** STUDY QUESTIONS **
1 - In the text about John Hantz's Detroit properties, from whom did Matthew "Jaye" Green buy his childhood home in 2019?
2 - Write what comes next in the text about John Hantz's Detroit properties, picking up after its final sentence.

** TEXT PROVIDED **
══════
A partial map of properties bought and sold by John Hantz, including those with blight tickets. Map by Nina Ignaczak. (Source: City of Detroit Open Data Portal)
Hantz set out with the goal of beautifying the neighborhood with urban farmland and offered renderings with wind turbines and neat rows of trees, yet some east side residents say he has fallen short on his promises and not faced the consequences that longtime residents often navigate.
One of those residents is Matthew “Jaye” Green, who wanted to buy his childhood home in East Village after his grandmother lost the home to property tax foreclosure in the early 2000s.
Green, named a “Detroit Hero” by the city for his work with youth, bought the house in 2019 from the Detroit Land Bank Authority with a vision of turning it into a much-needed community center with art, music, and sports programming.
══════
[Source records]

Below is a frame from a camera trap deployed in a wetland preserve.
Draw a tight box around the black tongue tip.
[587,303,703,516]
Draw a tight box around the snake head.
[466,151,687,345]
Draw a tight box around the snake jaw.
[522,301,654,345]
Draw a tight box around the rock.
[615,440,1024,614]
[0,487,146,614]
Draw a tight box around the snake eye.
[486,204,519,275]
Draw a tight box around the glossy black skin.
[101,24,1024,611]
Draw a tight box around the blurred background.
══════
** WRITTEN RESPONSES **
1 - He bought it from the Detroit Land Bank Authority.

2 -
But after failing to renovate the property according to the land bank’s purchase agreement timeline, Green might lose the house for a second time. Hantz meanwhile, also has failed to meet deadlines, but is working under a different set of standards, and hasn’t had to return any of his properties.
“It just feels privileged,” Green said, “he’s not even from the area.”
Special treatment
In 2012, Hantz, head of Hantz Group, a financial firm that manages $5.7 billion in assets, unveiled his vision for a tree farm across more than a thousand parcels of city land on the east side. He sought to beautify and restore pride in Detroit by reducing blight on properties that the city struggled to maintain. But to do this he wanted the city to sell him the land at a lower cost. So, when Detroit was on the precipice of bankruptcy, Hantz offered to buy 1,550 blighted parcels on the east side for just $540,000.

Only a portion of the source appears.